__OBJETIVO DA TAREFA__.
Responda às perguntas a seguir com base no texto fornecido.
(a) Em que data e em que cidade morreu o pai de J. Lee Aguiar?
(b) Quantas fotografias compõem a exposição “Atotô: Um Processo de Cura”?
(c) De acordo com a ONG Press Emblem Campaign, que países vêm depois do Brasil em número de comunicadores mortos pelo coronavírus?

:: TEXTO FORNECIDO

A Covid-19 deixou muitas lembranças dolorosa em todo o mundo. Desde o início da pandemia, cerca de 695 mil pessoas perderam a vida no Brasil, em consequência da doença, segundo o Ministério da Saúde (MS). 

Uma fotojornalista conseguiu transformar um momento de dor e sofrimento em uma exposição para homenagear as vítimas da doença. Durante a pandemia, J. Lee Aguiar perdeu o pai, o jornalista Álvaro de Brito Duarte, no dia 16 de junho de 2021, em Recife, Pernambuco, sua terra natal, em virtude de complicações da Covid-19.

Dessa tragédia surgiu a exposição “Atotô: Um Processo de Cura”, que traz uma série de 24 fotografias que documentaram o enterro do pai como representação do que ocorreu com outras milhares de famílias.

Foto: J. Lee Aguiar

J. Lee conta que ao testar positivo para Covid-19, ela e o companheiro ficaram isolados juntos. Na mesma semana ela recebeu a notícia que o pai, que estava em outro estado, também havia contraído a doença.

“Meu pai ficou muito preocupado comigo. Mesmo doente, me ligava todos os dias querendo saber como eu estava. Um dia ele falou que não conseguia mais me ligar ou mandar mensagem de áudio, porque não estava conseguindo falar, e foi nesse momento que eu fiquei indignada por ele não estar no hospital”, lembra.

Revolta

A fotojornalista afirma que o processo antes das fotos foi ainda mais doloroso que as imagens em si. Quando recebeu a notícia da morte do pai o sentimento predominante foi de revolta.

“Senti muito ódio, raiva, revolta. É um absurdo pensar que uma pessoa morre, mesmo estando na idade de vacinação. Meu pai não tomou a vacina porque o governo atrasava as entregas no Nordeste, e quando chegavam estavam vencidas. Ele não se vacinou por incompetência do Estado”, argumenta.

Para J. Lee, um dos agravantes foi o fato de o pai trabalhar como jornalista. Segundo o Relatório da Federação Nacional dos Jornalistas (Fenaj), durante a pandemia, 314 jornalistas brasileiros morrem por conta da Covid-19 em 699 dias, de abril de 2020 a fevereiro de 2022. Conforme dados da Organização não governamental (ONG) Press Emblem Campaign, o Brasil é o país com mais comunicadores mortos pelo coronavírus, seguido pela Índia, Peru e México.

::::
:: TRECHOS DE DADOS

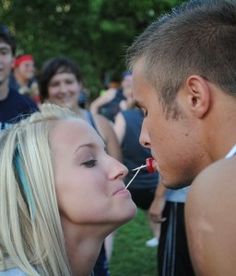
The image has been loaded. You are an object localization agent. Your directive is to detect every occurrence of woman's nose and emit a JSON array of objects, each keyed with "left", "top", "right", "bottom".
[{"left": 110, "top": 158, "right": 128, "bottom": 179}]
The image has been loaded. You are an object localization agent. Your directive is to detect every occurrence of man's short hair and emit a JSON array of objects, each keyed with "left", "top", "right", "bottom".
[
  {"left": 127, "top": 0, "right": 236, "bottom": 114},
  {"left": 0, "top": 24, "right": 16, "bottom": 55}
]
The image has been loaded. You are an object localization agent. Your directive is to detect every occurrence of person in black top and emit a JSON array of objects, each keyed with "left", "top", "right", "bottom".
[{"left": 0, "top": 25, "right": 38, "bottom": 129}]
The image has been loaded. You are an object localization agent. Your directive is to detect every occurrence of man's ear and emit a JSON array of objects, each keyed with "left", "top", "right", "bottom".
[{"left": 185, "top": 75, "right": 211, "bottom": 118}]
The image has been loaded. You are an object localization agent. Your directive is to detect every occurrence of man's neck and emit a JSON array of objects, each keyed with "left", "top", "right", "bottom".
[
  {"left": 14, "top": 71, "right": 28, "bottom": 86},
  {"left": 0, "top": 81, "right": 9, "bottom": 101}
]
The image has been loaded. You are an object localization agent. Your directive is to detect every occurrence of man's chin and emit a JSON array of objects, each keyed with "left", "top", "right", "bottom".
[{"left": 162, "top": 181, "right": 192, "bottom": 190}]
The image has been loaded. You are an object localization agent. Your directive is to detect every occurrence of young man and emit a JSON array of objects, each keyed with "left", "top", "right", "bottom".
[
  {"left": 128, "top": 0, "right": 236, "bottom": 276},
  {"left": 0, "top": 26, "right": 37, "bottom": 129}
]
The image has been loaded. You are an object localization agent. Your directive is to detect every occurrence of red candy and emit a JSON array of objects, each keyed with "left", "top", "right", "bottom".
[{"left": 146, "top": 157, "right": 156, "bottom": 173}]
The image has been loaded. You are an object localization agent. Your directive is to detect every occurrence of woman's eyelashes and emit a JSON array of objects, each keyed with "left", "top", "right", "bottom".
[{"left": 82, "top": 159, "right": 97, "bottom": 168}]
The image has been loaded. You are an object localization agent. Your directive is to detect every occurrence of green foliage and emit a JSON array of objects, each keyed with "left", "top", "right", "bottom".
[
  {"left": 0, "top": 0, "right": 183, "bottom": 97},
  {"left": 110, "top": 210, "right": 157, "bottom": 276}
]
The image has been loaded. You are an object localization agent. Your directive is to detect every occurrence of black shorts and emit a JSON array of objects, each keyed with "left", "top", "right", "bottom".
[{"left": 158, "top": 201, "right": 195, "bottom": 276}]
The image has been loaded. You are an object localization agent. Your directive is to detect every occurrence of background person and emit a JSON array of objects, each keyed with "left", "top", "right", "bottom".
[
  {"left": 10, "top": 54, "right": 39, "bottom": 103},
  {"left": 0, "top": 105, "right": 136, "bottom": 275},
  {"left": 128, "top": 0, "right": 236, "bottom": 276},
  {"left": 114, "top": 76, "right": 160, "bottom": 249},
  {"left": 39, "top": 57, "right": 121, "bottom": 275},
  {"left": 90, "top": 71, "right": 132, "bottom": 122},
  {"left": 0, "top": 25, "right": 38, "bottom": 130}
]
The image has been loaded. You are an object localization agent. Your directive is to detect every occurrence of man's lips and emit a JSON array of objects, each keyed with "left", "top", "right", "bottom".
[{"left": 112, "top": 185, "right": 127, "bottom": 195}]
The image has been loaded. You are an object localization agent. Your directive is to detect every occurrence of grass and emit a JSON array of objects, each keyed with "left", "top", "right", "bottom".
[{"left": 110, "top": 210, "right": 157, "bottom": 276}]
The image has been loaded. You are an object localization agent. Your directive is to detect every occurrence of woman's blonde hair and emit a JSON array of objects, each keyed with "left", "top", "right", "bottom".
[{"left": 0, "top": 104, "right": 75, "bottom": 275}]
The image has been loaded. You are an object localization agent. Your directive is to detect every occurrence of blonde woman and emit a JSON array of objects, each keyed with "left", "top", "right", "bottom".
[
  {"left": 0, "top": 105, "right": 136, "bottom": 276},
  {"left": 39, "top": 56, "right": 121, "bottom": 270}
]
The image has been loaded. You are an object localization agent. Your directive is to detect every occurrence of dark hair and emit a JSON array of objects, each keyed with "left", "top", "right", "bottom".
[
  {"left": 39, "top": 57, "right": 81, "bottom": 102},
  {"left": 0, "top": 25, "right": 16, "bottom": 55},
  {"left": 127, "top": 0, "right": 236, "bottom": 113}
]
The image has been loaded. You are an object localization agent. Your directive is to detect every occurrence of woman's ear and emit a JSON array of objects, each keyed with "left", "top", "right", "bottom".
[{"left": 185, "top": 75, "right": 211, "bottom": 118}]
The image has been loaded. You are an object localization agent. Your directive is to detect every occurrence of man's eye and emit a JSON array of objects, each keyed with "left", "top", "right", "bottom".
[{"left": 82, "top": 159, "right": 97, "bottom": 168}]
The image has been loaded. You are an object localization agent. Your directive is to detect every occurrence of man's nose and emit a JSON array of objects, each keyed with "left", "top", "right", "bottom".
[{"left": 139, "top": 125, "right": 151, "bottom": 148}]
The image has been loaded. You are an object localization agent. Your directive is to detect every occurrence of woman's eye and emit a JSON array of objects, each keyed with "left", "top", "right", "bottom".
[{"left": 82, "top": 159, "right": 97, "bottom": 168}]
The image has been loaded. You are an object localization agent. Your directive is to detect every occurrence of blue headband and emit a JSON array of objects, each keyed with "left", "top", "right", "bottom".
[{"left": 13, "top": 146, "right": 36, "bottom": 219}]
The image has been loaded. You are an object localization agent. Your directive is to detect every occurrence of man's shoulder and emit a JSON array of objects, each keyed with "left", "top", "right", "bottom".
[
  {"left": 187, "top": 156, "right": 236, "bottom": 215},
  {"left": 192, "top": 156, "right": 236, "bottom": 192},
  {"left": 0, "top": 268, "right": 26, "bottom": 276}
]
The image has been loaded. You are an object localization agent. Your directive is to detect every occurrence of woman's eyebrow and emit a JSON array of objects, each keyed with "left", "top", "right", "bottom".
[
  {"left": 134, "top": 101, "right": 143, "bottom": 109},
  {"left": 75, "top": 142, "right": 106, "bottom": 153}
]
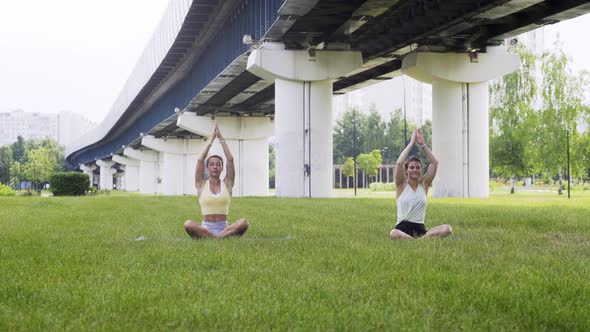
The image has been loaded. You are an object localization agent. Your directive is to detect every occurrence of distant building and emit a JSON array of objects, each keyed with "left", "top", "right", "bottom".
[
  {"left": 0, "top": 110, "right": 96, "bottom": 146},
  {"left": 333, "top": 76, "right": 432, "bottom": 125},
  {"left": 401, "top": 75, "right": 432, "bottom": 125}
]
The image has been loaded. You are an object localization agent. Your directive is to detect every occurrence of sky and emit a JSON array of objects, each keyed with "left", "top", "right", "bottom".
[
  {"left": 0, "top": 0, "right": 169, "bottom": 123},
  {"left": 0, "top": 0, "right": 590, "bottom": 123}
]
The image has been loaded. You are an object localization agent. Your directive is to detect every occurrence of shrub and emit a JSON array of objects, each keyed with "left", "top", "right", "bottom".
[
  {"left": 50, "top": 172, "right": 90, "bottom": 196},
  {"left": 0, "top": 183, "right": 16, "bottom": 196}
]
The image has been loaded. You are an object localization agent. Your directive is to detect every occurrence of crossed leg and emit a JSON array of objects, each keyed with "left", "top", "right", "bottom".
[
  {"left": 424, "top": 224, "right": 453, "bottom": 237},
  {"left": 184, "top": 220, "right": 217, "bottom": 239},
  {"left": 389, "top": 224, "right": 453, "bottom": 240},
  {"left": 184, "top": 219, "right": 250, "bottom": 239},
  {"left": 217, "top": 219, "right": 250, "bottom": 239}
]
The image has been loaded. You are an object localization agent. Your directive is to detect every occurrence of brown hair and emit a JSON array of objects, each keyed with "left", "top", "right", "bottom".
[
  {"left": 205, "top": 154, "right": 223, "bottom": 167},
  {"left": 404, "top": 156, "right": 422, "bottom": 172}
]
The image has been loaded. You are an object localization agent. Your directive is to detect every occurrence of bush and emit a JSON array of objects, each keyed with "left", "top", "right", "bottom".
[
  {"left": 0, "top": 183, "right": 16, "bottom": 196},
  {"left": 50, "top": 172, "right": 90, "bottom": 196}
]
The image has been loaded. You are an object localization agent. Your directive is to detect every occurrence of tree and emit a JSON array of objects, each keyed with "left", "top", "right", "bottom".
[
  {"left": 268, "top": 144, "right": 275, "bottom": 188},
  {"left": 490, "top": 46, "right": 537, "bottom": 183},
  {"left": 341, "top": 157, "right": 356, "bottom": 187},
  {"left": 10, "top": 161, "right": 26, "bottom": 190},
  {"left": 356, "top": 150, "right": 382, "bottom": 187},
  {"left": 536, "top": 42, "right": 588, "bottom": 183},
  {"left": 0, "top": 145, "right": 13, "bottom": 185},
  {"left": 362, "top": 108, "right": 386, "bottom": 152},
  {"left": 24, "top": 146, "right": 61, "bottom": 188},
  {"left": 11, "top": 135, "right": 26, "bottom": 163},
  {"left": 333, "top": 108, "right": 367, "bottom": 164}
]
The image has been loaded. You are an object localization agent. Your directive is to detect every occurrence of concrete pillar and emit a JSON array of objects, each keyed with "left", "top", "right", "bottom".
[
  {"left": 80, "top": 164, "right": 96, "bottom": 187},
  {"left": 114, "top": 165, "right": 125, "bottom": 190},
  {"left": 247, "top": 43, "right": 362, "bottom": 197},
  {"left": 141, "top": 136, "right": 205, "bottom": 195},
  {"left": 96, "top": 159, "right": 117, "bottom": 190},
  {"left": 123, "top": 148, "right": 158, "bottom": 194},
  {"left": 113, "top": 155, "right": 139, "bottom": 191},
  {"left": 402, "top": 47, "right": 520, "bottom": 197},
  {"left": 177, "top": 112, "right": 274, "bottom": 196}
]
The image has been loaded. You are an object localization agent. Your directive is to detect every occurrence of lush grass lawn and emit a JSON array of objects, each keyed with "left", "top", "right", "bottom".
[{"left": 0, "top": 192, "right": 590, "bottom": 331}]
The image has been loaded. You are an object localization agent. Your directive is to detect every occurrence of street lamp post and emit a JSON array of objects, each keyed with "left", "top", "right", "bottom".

::::

__RESPOSTA AO PROBLEMA__.
(a) Em 16 de junho de 2021, em Recife, Pernambuco.
(b) 24 fotografias.
(c) Índia, Peru e México.